SET EXERCISE
From the topography passage below, reproduce verbatim the span starting with "Topography is the" and going on through "and low points.".

1.0 What is topography?

Topography is the science of measuring the earth and its features, and of making maps, charts and plans to show them. These features may be natural, such as plains, hills, mountains, lakes, streams, rocks or forests. They may also be man-made, such as paths, roads, buildings, villages or fish ponds. A topographical map can also show the slope of the ground. It can show not only which places are high and which are low, but also how steep the land is between high and low points.

Sometimes topography is also called surveying. A person whose profession is making topographical measurements and recording them on maps, charts and plans is called a surveyor.

1.1 Purpose of this manual

In this manual, you will learn what you need to know about topography to help you choose a good site for your freshwater fish-farm, and to design and build fish ponds, reservoirs for storing water, and small dams. You will also learn how to draw your own topographical maps and how to use topographical maps that are already available.

To do all this you will learn:

  • How to measure distances, angles, slopes, and height differences,
  • How to set out straight lines, perpendiculars, and parallels in the field;
  • How to determine horizontal and vertical lines;
  • How to survey an area of land to find its size and its high or low, flat or sloping features (called the relief);
  • How to make simple surveys that will help you when you are ready to build your fish-farm;
  • How to prepare and how to use topographical plans and maps;
  • How to calculate areas and volumes.

You will learn some of the technical language that land surveyors and civil engineers use. This way, you will be able to discuss your plans and projects with them more easily, and you will better understand books on topography, engineering and surveying.

STORED RECORDS
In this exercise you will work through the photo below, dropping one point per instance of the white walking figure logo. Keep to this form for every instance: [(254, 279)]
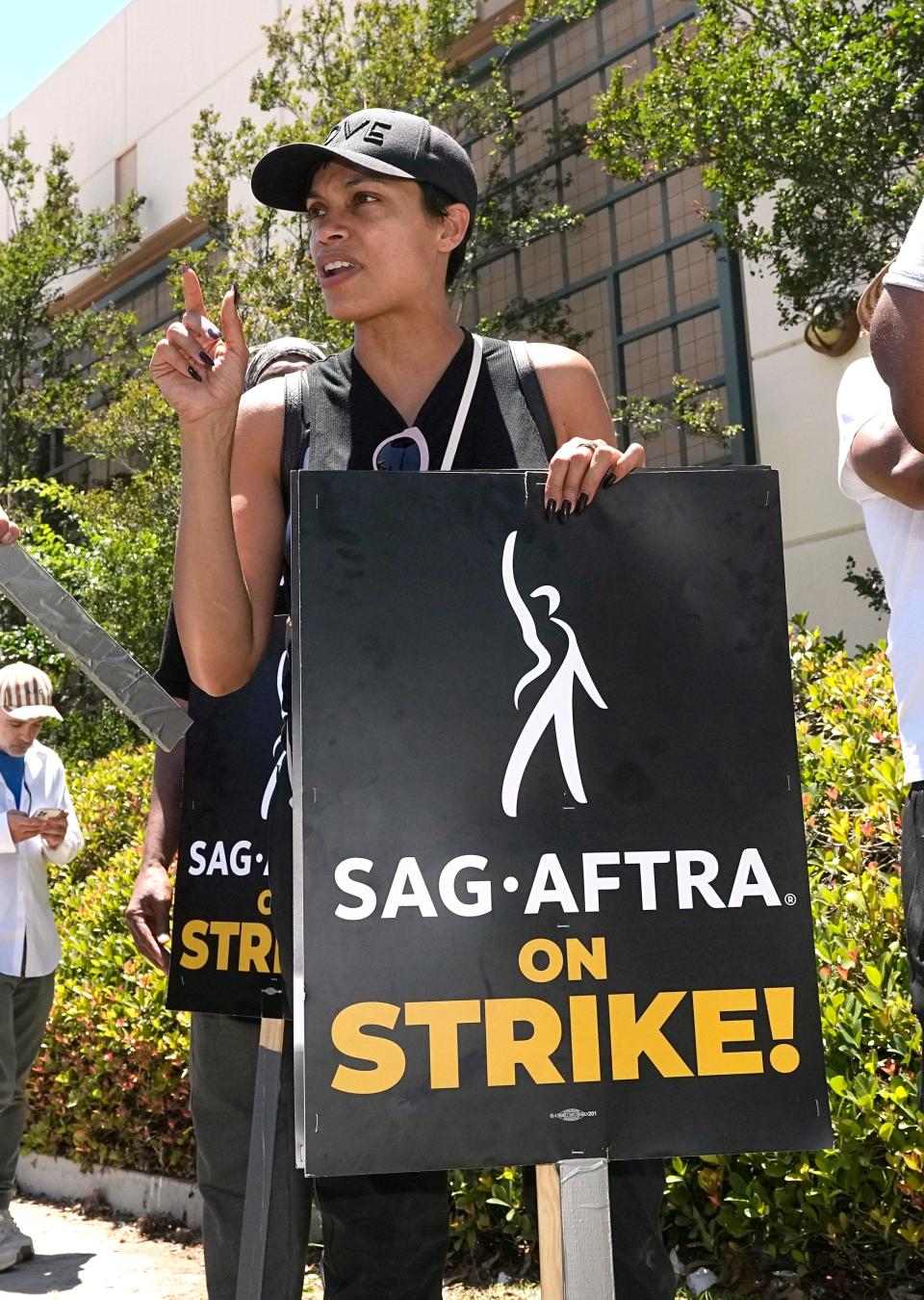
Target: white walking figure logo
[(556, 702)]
==
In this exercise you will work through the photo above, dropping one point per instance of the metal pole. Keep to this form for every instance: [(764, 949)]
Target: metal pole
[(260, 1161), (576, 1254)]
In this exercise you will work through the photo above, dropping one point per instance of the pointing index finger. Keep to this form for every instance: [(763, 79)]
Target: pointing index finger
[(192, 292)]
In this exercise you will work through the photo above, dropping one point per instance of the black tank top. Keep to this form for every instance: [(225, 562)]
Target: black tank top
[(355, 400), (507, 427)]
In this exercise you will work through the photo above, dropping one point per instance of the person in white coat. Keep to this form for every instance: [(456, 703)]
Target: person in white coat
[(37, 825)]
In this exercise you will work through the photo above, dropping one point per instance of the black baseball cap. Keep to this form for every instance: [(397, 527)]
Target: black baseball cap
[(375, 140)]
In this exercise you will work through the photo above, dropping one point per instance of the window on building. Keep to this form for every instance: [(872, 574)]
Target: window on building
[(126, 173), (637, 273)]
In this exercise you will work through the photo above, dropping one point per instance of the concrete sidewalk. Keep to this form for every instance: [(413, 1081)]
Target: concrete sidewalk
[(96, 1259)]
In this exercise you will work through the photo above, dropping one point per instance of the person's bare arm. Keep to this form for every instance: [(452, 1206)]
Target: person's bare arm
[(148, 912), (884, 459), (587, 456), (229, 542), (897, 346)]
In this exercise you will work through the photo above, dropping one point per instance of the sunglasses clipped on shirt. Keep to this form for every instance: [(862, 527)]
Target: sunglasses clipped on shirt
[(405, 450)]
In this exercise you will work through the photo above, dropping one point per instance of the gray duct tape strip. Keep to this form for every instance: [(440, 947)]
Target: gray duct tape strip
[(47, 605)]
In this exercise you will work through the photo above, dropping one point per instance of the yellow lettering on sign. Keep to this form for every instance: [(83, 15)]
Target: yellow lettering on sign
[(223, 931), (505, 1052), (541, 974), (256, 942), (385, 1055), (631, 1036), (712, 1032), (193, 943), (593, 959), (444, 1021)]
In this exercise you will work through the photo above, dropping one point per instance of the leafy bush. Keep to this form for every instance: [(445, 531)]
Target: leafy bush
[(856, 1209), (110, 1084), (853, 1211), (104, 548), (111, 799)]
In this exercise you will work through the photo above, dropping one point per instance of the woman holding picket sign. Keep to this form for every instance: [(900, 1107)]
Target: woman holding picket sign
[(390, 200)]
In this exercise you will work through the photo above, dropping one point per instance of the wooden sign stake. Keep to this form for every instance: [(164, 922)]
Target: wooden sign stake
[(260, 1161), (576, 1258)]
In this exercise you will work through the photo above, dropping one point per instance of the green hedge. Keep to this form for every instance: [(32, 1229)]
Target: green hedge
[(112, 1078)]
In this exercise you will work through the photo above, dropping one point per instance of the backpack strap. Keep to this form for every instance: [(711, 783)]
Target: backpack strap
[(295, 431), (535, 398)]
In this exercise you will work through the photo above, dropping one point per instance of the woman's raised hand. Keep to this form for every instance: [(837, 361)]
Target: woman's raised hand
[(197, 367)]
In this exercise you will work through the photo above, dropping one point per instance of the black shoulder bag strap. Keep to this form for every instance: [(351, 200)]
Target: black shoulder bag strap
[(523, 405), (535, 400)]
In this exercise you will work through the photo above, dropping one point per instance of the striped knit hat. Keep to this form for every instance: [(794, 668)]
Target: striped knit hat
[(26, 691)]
==
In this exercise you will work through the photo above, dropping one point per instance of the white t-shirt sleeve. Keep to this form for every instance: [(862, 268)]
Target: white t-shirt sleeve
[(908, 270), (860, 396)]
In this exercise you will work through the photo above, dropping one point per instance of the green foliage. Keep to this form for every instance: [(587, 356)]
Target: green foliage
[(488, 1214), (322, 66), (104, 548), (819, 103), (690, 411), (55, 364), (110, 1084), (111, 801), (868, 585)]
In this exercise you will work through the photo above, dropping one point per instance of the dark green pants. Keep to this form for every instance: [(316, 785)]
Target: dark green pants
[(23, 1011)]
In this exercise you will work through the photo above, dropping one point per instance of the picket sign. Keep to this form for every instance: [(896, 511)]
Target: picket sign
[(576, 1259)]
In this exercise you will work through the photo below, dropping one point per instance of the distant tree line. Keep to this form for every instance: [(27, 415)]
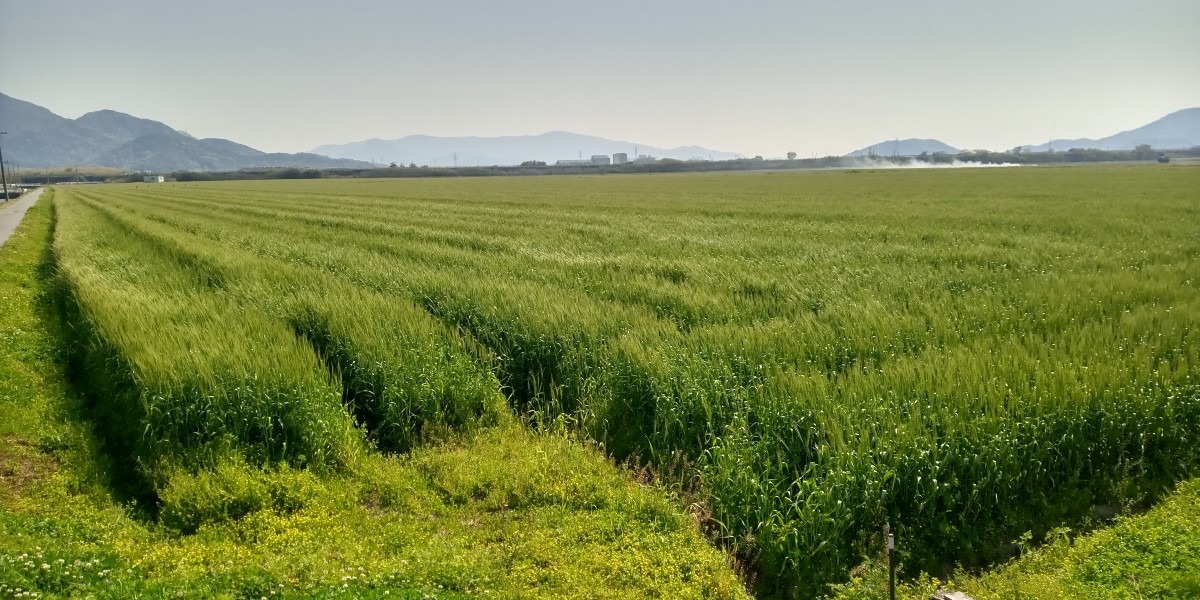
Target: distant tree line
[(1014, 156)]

WRITTEN ANSWER
Topography is the science of measuring the earth and its features, and of making maps, charts and plans to show them. These features may be natural, such as plains, hills, mountains, lakes, streams, rocks or forests. They may also be man-made, such as paths, roads, buildings, villages or fish ponds. A topographical map can also show the slope of the ground. It can show not only which places are high and which are low, but also how steep the land is between high and low points.